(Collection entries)
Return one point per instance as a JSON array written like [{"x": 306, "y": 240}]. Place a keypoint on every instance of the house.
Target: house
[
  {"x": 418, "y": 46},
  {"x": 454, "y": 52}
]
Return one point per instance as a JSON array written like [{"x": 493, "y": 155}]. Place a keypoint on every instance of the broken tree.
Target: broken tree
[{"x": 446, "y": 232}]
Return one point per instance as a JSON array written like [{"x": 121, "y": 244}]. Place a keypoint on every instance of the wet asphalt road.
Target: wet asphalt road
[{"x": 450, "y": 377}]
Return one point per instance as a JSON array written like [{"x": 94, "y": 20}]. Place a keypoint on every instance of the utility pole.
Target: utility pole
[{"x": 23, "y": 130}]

**Short task**.
Copy the data above line for line, with no changes.

**Written answer**.
Return one point per instance as a JSON array written like [{"x": 306, "y": 240}]. Place a keypoint on every instance of the house.
Target: house
[
  {"x": 418, "y": 46},
  {"x": 454, "y": 52}
]
Return one point per instance as a JSON array written like [{"x": 493, "y": 155}]. Place a keypoint on every instance of the broken tree.
Target: broken tree
[{"x": 446, "y": 232}]
Return one point per instance as a JSON array written like [{"x": 121, "y": 244}]. Place a keypoint on every instance of the wet asphalt road.
Target: wet asphalt road
[{"x": 450, "y": 377}]
Return one point per instance as a JSON array written like [{"x": 94, "y": 20}]. Place a keypoint on every instance of the utility pole.
Target: utility pole
[{"x": 23, "y": 130}]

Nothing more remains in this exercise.